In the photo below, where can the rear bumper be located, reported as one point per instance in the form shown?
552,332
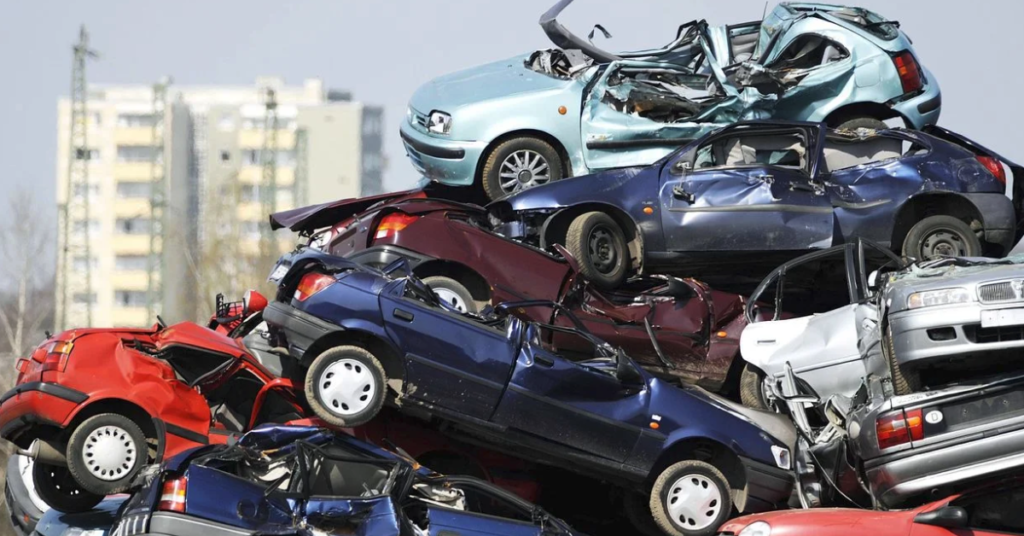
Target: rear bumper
767,487
900,477
33,404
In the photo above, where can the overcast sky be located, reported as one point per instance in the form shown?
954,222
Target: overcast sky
383,50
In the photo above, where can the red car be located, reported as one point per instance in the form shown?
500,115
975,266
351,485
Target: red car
990,509
449,246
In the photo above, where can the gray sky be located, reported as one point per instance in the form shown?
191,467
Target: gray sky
383,50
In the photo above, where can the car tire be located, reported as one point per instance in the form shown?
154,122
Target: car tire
338,407
510,159
58,488
695,518
597,243
453,292
752,385
105,452
904,381
936,236
869,123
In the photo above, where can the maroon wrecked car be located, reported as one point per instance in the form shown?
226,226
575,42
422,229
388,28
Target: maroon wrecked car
450,246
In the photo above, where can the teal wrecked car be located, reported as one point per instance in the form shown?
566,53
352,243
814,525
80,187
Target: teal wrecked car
577,109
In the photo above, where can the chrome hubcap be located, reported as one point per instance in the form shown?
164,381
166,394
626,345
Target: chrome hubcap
346,386
694,502
523,169
454,300
110,453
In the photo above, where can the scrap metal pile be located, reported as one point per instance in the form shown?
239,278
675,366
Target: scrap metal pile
718,326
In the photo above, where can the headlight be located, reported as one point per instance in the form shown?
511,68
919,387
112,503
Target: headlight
931,298
439,123
758,528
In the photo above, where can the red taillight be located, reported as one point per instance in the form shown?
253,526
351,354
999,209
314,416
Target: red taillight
994,167
898,428
909,72
312,283
392,223
172,495
56,356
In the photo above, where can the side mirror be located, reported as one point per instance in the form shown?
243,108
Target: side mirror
946,517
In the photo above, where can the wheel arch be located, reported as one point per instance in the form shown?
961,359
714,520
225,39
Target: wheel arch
932,204
556,228
563,154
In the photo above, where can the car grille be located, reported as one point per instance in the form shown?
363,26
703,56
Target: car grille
976,333
1001,292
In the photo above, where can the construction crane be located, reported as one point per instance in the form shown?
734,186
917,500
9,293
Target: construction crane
74,240
268,187
158,202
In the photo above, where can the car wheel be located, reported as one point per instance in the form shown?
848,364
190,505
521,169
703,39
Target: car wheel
752,388
518,164
690,498
598,245
57,487
941,236
453,293
904,381
345,386
105,452
869,123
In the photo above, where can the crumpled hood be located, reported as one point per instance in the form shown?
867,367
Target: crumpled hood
497,80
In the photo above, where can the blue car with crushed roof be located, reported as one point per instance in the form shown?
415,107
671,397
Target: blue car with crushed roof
766,192
577,109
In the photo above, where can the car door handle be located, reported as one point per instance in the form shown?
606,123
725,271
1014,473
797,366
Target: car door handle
679,193
403,315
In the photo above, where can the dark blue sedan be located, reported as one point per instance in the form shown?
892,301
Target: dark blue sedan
762,188
554,395
307,481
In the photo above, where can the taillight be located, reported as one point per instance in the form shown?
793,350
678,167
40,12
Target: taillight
909,72
392,223
312,283
899,427
994,167
56,356
172,495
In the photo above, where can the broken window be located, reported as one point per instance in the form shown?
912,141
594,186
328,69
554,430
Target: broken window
809,51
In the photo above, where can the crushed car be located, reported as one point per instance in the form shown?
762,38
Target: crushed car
294,480
451,247
360,332
577,109
762,192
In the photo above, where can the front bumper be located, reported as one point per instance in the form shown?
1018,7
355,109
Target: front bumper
768,487
301,329
913,343
896,478
37,403
449,162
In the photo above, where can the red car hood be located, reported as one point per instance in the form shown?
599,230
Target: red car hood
316,216
190,334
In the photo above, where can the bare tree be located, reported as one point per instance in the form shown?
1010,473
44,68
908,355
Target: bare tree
25,265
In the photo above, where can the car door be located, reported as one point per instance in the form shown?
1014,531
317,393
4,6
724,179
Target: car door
452,361
577,403
749,188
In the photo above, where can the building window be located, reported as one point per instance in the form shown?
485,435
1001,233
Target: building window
133,225
137,153
129,298
82,297
136,120
131,262
134,190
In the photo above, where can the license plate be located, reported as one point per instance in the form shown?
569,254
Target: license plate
279,272
1003,317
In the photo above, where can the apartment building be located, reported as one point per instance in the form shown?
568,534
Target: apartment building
212,141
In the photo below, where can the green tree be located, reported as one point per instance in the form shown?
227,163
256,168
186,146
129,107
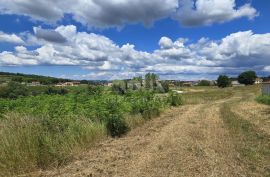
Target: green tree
148,81
166,86
14,90
154,78
247,77
223,81
204,83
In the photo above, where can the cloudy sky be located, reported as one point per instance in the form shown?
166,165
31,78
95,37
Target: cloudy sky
115,39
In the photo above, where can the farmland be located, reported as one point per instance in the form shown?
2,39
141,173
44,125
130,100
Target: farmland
209,131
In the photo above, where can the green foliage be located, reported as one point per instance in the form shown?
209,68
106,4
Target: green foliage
119,87
27,142
95,90
247,77
116,126
49,128
145,103
223,81
28,78
174,99
264,99
204,83
151,81
54,91
14,90
166,86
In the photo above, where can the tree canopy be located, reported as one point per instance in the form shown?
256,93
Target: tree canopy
247,77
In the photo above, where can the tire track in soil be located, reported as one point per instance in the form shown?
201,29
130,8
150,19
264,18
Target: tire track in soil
186,141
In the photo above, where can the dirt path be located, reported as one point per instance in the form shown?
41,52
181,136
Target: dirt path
186,141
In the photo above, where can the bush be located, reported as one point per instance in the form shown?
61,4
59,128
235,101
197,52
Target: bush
204,83
55,91
174,99
28,143
94,90
166,86
145,103
223,81
265,99
116,126
247,78
14,90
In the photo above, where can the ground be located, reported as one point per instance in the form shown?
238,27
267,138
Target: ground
219,136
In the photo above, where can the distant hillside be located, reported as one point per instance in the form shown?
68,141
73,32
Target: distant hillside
28,78
44,80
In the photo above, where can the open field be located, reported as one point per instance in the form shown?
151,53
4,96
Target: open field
217,132
224,135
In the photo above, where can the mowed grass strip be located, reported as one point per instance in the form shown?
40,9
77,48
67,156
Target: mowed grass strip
252,144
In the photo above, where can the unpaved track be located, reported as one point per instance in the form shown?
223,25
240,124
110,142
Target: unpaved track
186,141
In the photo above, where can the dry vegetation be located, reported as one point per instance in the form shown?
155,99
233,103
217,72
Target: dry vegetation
218,132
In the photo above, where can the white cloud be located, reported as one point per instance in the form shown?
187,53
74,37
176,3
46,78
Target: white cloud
10,38
206,12
102,57
116,13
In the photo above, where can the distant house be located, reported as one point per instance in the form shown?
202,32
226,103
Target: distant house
258,81
34,84
65,84
109,84
237,84
266,88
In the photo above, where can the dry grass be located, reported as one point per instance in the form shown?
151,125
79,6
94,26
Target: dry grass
252,144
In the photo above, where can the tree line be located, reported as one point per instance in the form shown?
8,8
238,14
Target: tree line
246,78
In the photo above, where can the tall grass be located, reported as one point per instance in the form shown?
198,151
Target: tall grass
47,130
28,143
252,144
264,99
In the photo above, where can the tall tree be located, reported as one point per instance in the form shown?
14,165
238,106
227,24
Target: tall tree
148,81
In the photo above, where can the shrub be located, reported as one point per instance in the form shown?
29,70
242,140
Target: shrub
28,143
166,86
247,78
223,81
14,90
204,83
54,91
265,99
145,103
94,90
116,126
174,99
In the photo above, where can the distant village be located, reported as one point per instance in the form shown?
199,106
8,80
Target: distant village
131,83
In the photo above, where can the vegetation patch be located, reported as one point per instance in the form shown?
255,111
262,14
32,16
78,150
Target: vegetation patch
264,99
252,144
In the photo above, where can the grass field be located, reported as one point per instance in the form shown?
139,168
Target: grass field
48,131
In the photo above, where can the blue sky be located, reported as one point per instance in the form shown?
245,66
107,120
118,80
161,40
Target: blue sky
185,39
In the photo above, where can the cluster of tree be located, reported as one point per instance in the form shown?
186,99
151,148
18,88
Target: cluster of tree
246,78
150,83
14,90
204,83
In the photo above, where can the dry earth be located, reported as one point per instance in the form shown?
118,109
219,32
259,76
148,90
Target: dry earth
186,141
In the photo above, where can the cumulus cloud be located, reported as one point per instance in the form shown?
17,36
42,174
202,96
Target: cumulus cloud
10,38
103,58
49,35
202,12
116,13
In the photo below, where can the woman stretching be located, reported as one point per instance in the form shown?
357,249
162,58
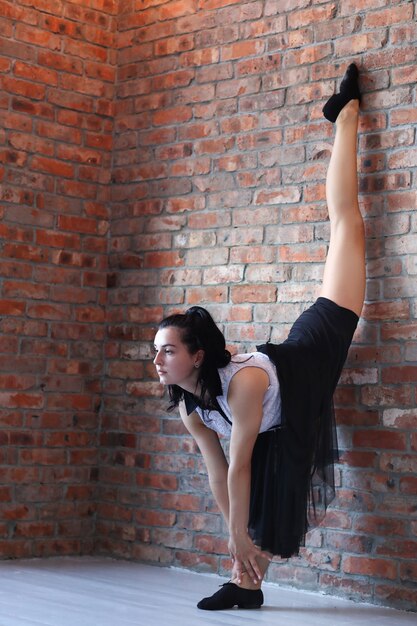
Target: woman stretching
276,403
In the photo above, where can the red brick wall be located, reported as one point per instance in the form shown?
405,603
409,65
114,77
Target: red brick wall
219,162
57,85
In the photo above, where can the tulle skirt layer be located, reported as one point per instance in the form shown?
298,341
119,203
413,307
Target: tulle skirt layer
293,465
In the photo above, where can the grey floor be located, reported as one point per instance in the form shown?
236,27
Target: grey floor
97,591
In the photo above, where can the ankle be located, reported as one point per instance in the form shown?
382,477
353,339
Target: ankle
246,583
350,112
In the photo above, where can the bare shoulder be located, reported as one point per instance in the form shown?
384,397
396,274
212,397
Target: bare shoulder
249,380
192,421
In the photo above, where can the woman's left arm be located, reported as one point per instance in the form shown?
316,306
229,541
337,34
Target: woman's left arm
245,398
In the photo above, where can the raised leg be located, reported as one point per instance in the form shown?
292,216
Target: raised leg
344,272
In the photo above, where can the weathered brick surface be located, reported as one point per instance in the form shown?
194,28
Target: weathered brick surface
159,154
218,123
55,147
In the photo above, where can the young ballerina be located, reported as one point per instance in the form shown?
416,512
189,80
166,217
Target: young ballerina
276,403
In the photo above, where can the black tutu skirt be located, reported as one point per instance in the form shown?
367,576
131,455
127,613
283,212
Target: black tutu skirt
293,465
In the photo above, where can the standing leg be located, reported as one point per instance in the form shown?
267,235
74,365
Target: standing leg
344,272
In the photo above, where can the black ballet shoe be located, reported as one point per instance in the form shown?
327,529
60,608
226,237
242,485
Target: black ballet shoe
229,595
349,90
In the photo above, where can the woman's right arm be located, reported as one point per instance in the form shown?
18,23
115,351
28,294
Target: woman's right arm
213,455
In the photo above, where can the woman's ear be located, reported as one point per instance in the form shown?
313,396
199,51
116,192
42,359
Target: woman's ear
199,358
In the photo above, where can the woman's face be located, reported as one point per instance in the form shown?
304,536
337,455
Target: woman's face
174,363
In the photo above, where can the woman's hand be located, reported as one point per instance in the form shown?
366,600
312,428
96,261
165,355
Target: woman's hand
244,554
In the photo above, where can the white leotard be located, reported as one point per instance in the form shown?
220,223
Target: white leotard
272,399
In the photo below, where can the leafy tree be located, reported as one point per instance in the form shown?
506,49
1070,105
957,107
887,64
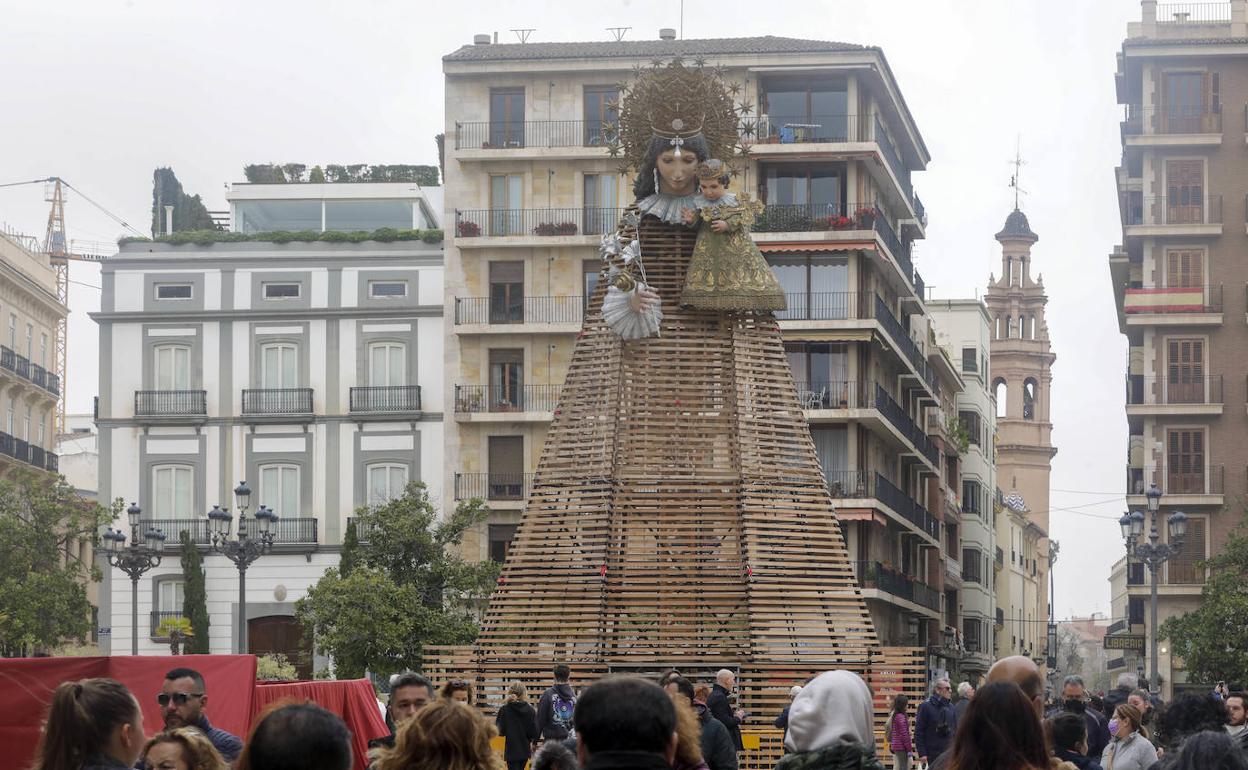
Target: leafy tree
195,598
189,210
43,582
1213,638
408,588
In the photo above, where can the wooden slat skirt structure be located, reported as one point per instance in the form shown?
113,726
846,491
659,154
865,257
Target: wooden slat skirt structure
679,516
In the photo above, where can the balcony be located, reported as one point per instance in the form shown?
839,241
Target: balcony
876,575
276,403
519,316
494,487
498,227
1189,215
1171,126
386,399
912,433
171,406
1182,486
508,140
836,222
523,403
1173,306
1172,396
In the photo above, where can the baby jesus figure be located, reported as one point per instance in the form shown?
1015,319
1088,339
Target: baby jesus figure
726,271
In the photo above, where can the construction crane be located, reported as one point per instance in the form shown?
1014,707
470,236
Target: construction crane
60,252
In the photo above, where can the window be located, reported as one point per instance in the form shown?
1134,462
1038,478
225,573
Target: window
501,537
507,117
507,380
974,424
172,492
387,365
507,292
278,366
816,287
1184,462
600,202
281,291
174,291
1184,192
381,290
280,489
172,367
506,200
602,119
1184,567
386,482
1184,267
170,595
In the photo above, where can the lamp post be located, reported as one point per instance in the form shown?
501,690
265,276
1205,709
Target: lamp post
243,549
141,555
1153,553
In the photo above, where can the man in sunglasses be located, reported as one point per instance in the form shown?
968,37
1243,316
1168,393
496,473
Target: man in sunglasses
182,699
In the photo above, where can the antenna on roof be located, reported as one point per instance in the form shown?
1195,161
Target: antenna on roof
1017,164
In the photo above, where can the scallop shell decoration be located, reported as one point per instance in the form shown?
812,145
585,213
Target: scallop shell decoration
633,312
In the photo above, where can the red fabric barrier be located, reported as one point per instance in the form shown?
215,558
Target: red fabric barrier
353,700
26,688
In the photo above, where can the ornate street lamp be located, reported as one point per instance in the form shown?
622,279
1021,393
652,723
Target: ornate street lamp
1153,553
243,549
141,555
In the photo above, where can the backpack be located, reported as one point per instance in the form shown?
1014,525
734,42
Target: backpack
562,709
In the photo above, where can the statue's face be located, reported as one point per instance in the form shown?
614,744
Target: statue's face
677,174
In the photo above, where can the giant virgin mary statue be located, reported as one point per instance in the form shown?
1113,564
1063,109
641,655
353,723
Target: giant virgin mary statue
679,516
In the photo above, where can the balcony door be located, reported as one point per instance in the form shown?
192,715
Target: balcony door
278,366
600,204
507,292
1184,371
172,367
507,380
1184,461
506,468
387,365
506,200
1184,192
507,117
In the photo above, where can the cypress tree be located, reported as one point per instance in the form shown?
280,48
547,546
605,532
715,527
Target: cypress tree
195,600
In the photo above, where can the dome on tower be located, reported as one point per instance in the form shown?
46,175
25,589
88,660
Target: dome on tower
1017,227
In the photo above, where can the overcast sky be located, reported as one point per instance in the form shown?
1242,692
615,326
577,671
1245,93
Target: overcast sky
102,91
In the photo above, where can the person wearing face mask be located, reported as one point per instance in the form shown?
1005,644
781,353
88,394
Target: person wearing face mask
1128,748
1075,700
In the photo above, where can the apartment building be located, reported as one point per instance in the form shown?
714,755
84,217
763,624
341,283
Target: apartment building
1182,76
964,328
29,387
529,190
310,370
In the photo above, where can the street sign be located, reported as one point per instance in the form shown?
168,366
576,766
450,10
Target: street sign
1125,642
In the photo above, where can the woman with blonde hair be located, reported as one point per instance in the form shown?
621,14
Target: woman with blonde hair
443,735
517,721
182,749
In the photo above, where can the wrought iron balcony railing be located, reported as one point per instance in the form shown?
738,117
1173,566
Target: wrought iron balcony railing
171,403
471,399
514,135
543,222
386,398
519,310
493,486
277,401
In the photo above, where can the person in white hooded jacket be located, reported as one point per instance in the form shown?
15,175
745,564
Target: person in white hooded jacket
831,725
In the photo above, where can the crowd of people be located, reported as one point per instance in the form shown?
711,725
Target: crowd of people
629,723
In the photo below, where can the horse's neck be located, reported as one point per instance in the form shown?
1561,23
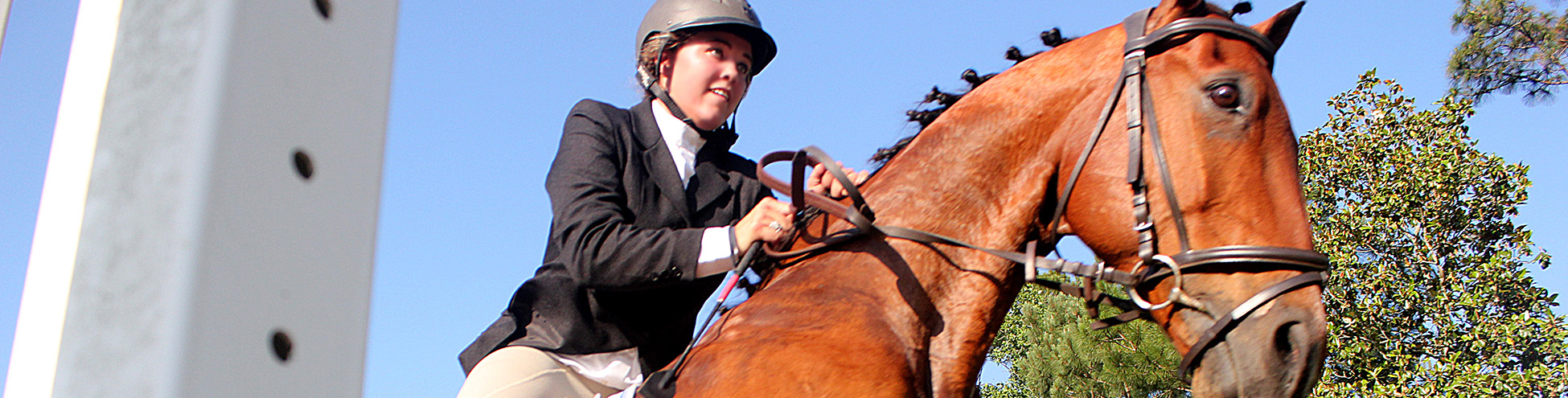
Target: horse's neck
980,174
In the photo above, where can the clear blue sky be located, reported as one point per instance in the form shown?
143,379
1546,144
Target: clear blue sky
480,92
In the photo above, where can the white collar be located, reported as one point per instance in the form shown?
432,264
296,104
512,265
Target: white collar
676,132
681,140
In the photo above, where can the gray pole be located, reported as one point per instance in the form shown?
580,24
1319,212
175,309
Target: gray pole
5,14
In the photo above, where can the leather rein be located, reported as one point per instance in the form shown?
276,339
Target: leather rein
1151,267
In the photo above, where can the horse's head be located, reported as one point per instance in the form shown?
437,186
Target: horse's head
1231,160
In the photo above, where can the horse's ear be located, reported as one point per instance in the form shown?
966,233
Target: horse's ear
1277,27
1172,10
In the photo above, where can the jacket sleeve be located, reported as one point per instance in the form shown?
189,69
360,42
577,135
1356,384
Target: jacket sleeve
593,229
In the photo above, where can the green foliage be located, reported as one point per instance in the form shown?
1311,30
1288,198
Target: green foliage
1510,46
1051,351
1429,292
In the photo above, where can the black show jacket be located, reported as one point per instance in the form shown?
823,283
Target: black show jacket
622,261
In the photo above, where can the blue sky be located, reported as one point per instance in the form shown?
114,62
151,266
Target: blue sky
480,92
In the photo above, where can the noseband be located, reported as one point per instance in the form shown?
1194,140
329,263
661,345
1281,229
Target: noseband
1151,267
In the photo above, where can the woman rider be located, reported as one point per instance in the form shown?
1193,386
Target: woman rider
650,211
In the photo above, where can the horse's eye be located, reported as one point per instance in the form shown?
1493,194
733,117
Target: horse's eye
1226,96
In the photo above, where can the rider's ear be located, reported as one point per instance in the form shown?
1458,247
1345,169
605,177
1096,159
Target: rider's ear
1277,27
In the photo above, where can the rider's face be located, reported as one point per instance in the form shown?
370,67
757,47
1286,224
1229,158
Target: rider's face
708,76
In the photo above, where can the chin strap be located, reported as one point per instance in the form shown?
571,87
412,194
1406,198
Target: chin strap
651,85
675,110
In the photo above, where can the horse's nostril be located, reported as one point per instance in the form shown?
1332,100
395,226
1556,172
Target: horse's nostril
1285,340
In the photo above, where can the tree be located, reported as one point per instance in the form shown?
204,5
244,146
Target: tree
1429,290
1508,47
1427,293
1051,351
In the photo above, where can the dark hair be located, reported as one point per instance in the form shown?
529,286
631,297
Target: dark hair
650,55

### WHAT THE TASK REQUIRES
Copy all lines of the listing above that contain the string "below".

### EXERCISE ANSWER
In the photo below, where can the rear bumper be located, reported as one point per instance in the form shown?
In the photo below, where can the green tree be located, reported as one point per instance in the form shown?
In the photo below, where can the woman stretching be located, reported as one point per instance in the form shown?
In the photo below, where can the leafy tree be located, reported as one point per instance in the form shown?
In the photo below, where can the horse's neck be located, reported as one point per instance in the form shown?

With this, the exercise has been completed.